• **Exercise requirements**:
The full set of entries is to be returned word for word.

• • • •

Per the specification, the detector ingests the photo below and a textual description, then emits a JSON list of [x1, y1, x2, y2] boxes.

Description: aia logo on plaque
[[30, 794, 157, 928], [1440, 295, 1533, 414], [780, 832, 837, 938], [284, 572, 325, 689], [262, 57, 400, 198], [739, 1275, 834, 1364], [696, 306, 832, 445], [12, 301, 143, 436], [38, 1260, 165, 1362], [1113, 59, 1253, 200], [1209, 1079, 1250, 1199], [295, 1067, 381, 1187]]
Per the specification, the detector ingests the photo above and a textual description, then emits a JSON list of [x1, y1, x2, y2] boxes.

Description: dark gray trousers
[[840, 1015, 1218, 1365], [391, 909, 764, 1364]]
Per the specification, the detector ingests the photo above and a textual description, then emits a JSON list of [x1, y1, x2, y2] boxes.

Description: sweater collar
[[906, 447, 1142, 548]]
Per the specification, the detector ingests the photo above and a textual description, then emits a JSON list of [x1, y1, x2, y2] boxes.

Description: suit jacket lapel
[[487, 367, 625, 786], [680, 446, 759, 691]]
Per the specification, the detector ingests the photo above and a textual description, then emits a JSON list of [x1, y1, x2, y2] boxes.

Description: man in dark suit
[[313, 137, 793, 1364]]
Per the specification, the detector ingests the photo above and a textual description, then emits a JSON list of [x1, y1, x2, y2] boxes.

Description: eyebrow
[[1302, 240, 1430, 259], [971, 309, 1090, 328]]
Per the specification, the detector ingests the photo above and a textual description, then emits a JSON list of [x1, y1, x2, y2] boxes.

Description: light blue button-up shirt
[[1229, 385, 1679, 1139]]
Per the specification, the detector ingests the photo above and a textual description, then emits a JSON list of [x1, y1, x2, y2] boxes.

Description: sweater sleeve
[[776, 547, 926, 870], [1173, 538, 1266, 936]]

• • • •

• **Response to this exercise**:
Per the specification, the detector ingests the photo below and a textual description, then emits a JSON list of [x1, y1, x2, y2] boxes.

Description: aia logo on plaque
[[30, 794, 157, 928], [1440, 295, 1533, 414], [780, 832, 837, 938], [284, 572, 325, 689], [262, 57, 400, 198], [739, 1275, 834, 1364], [696, 306, 832, 445], [12, 301, 143, 436], [38, 1260, 165, 1362], [1113, 59, 1253, 200], [1209, 1079, 1250, 1199], [295, 1067, 381, 1187]]
Per the specification, the detector ingests the photo above and a textual description, then emits a JSON list of [x1, y1, x2, y2] boxes.

Description: dark gray trousers
[[840, 1015, 1218, 1365], [391, 909, 764, 1364]]
Per the specification, the detector ingests the photo above and a textual description, then emits a JSON list of [x1, y1, x2, y2] boxes.

Description: sweater collar
[[906, 447, 1142, 548]]
Per the specification, the detector ingests the photo above and a textual description, then emits a JSON list of [x1, y1, x2, y2] boxes.

Description: suit jacket lapel
[[487, 367, 625, 786], [680, 446, 759, 691]]
Per the specification, the detector ingests the photo above and a textual description, then emits a JSON list of [x1, y1, x2, y2] boxes.

Description: man in dark suit
[[313, 137, 793, 1364]]
Per the specification, the detector ingests the photo above and a textual description, then emits a JSON list of [x1, y1, x2, y2] boxes.

Description: eyebrow
[[1302, 240, 1430, 259], [971, 309, 1090, 328]]
Per the specification, the detector ingests the photo above and a textual description, then emits a JSON list of [x1, y1, x2, y2] boxes.

Description: light blue button-up shirt
[[1229, 385, 1679, 1139]]
Per the specification, the detector ingests the photo above and a textual description, then emits a JSON list of [x1, y1, x2, y2] boxes.

Description: sweater sleeve
[[776, 547, 926, 870], [1173, 538, 1266, 936]]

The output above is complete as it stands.